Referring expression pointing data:
%%

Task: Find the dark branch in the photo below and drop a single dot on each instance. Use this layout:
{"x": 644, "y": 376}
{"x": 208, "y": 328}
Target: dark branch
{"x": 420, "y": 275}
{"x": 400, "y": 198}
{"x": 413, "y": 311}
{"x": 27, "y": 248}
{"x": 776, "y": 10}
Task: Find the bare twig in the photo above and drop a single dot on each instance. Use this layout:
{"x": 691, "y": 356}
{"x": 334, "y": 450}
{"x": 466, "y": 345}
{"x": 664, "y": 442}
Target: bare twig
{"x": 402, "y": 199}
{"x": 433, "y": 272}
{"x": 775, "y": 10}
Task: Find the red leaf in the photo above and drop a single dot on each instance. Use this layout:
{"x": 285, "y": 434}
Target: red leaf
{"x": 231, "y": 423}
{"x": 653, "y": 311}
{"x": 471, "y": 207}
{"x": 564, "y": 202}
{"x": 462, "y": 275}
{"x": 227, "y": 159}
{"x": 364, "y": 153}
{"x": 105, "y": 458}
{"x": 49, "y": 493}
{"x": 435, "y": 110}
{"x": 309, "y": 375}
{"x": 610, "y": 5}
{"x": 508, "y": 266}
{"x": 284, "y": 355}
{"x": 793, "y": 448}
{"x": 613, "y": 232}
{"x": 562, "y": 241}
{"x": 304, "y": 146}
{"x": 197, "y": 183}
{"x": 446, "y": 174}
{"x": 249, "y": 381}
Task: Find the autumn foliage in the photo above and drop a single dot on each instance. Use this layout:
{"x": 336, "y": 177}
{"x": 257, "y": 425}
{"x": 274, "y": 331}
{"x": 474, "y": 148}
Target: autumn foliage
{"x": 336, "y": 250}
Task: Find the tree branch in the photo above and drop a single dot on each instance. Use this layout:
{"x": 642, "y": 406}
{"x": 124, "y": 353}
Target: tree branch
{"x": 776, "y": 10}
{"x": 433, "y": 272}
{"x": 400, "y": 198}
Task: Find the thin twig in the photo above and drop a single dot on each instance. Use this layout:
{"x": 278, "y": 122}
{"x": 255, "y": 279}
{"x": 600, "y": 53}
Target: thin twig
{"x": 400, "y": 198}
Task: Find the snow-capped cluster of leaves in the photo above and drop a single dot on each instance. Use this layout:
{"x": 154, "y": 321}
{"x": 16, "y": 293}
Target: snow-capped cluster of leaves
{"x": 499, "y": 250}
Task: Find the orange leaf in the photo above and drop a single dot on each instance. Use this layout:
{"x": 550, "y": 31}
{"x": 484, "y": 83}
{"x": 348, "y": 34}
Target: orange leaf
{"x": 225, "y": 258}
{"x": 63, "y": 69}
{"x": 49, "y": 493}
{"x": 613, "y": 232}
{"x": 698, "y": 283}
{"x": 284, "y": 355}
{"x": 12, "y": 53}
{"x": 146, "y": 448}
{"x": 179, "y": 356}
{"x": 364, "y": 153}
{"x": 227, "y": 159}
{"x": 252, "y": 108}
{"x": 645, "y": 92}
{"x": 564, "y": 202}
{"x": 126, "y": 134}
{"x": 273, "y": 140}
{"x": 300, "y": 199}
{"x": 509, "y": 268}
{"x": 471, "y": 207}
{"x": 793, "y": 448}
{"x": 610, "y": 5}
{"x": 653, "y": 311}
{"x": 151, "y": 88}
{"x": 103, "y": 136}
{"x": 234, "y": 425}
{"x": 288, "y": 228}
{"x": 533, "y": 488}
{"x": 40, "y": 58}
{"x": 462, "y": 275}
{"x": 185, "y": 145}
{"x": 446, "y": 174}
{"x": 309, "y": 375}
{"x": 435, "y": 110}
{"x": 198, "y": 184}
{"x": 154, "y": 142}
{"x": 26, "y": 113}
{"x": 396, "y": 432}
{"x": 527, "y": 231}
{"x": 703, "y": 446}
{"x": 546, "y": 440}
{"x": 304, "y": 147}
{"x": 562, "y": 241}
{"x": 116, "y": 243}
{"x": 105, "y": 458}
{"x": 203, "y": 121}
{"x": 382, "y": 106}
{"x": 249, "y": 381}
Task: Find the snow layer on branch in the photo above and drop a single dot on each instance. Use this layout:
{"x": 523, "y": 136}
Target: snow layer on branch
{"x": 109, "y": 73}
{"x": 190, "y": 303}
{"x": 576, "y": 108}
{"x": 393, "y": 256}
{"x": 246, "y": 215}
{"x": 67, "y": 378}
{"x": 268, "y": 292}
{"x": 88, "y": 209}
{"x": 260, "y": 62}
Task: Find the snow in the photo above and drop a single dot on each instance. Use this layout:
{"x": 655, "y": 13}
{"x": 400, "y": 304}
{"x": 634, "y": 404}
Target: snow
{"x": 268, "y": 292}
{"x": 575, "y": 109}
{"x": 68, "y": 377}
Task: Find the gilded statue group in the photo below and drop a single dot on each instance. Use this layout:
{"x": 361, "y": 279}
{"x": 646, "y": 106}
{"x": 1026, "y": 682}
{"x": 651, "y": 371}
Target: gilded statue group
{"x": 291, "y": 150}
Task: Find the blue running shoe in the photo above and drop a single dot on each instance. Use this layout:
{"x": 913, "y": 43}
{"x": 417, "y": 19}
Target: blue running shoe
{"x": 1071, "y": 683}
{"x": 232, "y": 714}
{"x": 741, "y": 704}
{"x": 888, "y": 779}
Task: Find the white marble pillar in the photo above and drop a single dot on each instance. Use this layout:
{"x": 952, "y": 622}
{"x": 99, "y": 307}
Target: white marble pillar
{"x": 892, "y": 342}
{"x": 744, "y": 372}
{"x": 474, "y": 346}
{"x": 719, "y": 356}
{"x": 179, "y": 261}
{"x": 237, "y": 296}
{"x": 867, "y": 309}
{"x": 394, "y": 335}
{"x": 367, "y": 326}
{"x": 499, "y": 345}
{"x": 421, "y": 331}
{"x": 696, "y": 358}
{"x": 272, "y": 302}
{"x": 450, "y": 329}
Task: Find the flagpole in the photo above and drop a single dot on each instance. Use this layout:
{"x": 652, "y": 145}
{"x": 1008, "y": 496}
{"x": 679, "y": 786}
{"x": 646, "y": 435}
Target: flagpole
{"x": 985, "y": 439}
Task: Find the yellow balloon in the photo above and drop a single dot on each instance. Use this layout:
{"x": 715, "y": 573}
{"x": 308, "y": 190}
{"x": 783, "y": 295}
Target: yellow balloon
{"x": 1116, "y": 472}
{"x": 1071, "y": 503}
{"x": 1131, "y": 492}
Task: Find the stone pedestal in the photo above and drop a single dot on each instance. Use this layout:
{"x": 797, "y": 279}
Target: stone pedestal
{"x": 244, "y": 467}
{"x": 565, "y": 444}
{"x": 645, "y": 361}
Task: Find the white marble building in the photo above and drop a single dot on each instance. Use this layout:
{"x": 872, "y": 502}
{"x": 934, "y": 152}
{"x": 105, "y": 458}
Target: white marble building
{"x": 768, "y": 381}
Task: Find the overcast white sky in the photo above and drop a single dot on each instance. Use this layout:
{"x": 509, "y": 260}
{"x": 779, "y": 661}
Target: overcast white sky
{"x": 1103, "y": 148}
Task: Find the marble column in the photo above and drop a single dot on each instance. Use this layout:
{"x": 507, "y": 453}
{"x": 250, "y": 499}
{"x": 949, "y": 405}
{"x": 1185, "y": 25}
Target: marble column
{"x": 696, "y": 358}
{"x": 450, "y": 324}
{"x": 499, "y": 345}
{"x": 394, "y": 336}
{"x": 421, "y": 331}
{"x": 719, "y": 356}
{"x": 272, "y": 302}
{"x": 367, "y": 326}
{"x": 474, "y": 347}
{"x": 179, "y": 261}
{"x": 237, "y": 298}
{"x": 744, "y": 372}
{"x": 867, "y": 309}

%%
%%

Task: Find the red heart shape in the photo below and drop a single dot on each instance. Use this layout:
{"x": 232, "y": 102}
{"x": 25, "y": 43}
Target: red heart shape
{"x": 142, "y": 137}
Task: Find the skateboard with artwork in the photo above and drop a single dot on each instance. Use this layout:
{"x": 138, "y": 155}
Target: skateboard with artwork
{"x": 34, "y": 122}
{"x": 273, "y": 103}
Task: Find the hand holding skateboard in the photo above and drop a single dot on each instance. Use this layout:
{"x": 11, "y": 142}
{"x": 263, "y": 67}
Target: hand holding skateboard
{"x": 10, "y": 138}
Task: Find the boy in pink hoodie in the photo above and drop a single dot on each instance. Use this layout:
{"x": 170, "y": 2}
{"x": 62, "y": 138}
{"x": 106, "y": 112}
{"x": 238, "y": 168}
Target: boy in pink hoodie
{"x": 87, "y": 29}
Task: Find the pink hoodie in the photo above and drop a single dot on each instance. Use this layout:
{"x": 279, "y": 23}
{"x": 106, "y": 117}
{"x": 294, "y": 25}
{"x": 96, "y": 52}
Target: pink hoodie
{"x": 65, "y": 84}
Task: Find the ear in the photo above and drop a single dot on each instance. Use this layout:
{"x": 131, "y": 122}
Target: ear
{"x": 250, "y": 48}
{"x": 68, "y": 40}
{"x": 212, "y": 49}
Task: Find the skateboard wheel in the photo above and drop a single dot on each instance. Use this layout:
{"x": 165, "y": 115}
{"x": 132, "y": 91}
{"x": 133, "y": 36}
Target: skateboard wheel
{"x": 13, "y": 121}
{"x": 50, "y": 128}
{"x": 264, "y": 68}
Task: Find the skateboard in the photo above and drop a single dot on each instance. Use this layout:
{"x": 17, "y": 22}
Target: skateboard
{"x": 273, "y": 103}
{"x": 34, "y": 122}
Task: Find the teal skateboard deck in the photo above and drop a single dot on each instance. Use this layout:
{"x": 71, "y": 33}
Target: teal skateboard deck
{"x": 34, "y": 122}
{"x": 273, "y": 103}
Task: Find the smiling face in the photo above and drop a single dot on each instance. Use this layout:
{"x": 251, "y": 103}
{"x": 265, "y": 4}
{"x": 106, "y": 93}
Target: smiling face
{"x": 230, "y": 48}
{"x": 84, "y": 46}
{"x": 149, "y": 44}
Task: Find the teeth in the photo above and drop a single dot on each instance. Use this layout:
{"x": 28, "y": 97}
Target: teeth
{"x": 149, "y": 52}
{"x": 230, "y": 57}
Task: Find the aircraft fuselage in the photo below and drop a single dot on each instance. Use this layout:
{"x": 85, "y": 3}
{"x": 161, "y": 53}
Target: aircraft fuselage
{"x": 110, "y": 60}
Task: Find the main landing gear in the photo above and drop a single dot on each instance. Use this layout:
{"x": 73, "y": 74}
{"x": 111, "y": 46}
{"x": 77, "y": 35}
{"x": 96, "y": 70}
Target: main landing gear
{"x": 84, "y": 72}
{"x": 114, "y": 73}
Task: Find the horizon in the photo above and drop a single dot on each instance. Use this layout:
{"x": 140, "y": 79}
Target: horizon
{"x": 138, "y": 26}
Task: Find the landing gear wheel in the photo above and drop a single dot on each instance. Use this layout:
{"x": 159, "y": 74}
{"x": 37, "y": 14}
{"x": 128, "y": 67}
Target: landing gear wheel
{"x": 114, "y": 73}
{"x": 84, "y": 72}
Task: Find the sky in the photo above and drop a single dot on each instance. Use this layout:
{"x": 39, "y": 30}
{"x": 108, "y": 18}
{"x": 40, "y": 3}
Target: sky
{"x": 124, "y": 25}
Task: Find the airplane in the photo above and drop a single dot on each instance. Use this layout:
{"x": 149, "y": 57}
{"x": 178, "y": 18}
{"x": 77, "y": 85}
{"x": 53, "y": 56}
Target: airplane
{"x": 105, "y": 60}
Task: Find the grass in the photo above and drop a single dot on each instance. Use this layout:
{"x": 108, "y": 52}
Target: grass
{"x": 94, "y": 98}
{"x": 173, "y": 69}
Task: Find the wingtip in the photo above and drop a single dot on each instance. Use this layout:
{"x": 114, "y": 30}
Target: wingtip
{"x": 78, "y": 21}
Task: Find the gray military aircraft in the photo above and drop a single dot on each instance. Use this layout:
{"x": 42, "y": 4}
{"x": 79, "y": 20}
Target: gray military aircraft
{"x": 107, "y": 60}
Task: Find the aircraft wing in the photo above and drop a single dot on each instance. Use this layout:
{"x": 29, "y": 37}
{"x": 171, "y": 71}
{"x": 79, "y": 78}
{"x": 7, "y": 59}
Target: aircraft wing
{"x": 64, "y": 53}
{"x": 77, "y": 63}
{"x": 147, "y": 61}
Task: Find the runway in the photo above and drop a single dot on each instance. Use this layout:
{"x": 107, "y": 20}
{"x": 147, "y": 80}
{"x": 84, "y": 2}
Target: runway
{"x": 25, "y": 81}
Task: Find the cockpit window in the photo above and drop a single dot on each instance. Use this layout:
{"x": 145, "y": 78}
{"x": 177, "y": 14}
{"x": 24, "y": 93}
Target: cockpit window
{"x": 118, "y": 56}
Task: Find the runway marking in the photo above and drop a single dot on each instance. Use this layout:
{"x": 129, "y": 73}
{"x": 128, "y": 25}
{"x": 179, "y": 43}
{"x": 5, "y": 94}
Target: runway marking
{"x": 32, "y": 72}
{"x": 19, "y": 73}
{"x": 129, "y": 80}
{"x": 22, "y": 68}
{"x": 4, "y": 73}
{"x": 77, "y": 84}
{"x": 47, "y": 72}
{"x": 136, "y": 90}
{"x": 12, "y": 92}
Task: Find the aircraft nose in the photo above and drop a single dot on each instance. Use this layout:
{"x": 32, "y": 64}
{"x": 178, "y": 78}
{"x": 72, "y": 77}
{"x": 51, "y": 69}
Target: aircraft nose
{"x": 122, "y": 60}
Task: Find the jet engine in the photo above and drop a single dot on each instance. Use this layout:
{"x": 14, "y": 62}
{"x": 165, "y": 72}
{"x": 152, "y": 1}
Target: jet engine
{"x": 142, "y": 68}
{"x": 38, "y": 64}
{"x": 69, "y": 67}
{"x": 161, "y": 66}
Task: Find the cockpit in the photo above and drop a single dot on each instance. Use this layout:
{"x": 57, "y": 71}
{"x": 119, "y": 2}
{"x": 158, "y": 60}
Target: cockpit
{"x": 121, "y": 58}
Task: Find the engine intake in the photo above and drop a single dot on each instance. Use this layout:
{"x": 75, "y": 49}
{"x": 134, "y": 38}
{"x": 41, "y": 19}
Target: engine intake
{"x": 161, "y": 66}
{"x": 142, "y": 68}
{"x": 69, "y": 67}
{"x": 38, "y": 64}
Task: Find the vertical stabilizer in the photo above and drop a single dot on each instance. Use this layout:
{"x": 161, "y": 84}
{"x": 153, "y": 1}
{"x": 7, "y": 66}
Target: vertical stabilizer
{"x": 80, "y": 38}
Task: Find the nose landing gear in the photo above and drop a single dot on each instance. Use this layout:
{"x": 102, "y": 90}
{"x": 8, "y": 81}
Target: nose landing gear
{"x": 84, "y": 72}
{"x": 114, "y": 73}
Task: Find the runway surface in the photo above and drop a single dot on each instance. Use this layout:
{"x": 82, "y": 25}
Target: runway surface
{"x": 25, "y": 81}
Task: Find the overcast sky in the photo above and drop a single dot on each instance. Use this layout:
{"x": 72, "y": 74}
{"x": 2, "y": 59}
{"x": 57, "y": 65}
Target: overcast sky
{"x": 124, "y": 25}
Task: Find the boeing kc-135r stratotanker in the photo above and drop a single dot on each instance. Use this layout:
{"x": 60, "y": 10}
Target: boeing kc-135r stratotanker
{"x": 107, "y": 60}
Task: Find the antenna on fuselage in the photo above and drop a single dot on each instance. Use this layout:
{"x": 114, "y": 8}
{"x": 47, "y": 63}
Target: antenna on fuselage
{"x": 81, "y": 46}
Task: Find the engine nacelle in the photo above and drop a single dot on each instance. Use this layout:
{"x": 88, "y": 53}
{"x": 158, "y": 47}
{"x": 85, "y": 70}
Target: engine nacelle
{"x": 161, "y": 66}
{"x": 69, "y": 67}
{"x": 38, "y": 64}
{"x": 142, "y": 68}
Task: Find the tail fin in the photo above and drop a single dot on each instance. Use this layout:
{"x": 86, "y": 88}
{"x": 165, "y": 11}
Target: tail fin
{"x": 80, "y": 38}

%%
%%

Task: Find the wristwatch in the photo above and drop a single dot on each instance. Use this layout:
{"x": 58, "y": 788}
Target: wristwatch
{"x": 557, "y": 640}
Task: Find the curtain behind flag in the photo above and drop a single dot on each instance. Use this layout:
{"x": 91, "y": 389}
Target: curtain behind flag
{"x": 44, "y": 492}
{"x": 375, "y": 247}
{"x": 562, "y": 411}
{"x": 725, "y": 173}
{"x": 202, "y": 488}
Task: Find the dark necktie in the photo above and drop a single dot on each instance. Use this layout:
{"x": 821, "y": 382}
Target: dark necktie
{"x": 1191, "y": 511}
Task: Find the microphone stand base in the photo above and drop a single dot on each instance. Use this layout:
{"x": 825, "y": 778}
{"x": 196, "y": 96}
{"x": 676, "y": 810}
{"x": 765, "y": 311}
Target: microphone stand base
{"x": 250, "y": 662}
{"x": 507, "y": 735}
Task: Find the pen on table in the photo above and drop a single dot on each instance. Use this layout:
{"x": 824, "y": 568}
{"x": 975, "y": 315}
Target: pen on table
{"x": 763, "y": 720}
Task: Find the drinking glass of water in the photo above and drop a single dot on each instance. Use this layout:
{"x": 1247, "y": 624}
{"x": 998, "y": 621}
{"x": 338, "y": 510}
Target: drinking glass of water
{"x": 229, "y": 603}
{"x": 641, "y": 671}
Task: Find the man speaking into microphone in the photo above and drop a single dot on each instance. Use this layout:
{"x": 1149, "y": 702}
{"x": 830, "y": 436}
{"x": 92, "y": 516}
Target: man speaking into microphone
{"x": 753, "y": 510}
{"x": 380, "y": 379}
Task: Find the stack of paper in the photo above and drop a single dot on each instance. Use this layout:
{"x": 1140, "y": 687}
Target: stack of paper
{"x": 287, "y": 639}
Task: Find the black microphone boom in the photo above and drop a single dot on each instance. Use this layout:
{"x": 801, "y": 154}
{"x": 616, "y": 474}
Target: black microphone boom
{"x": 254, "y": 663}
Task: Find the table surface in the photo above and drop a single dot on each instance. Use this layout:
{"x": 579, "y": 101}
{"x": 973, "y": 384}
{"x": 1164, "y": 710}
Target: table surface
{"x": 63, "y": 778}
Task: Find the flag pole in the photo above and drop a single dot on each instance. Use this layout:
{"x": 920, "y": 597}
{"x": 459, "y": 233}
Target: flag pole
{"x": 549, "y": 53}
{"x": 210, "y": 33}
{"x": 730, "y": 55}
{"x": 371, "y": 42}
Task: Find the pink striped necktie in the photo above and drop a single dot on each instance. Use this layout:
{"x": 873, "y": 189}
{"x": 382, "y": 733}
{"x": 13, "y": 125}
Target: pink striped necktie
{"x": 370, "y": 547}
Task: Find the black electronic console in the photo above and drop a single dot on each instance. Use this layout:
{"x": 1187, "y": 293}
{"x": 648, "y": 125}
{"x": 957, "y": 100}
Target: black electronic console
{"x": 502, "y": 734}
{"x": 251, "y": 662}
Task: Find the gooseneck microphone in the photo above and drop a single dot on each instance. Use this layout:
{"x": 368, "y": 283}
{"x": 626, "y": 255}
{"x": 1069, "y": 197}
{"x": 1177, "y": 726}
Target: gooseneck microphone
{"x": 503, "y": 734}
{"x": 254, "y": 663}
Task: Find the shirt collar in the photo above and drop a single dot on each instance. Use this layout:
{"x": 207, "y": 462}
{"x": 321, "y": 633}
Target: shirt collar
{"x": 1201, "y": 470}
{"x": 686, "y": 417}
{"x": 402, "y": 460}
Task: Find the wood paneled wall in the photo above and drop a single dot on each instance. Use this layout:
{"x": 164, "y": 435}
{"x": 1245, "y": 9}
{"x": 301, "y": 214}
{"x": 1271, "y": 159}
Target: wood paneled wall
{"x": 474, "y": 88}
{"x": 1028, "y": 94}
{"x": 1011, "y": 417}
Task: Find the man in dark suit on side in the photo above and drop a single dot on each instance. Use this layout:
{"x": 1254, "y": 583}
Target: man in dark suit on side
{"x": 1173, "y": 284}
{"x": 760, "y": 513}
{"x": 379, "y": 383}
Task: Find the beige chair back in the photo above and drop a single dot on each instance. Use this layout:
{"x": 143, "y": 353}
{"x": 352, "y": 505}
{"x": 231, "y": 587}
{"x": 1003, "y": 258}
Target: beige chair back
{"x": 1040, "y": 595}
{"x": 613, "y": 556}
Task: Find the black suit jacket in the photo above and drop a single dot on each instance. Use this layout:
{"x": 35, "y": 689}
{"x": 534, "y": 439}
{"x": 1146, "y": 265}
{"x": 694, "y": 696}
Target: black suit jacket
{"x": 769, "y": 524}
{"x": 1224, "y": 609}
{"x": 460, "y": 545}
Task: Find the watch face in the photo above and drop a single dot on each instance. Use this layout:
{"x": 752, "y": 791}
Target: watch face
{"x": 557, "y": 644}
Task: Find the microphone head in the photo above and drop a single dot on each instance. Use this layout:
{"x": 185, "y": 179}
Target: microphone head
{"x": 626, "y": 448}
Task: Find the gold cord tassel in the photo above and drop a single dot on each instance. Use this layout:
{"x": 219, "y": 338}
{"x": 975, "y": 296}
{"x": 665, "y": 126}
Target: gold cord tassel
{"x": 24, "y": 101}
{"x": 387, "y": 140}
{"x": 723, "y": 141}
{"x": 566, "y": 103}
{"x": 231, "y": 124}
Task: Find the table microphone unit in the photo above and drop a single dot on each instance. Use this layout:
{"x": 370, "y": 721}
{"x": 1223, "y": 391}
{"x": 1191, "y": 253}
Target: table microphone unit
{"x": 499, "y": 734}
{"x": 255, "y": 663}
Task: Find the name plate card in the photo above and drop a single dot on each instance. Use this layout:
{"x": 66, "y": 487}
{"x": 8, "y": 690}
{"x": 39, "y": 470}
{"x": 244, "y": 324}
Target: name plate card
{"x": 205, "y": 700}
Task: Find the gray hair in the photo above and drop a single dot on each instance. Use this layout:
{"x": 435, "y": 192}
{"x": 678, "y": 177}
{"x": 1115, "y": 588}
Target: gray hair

%%

■ About this task: Identify how many lines in the entries above include the string "below", then state that number alone.

■ Exercise response: 4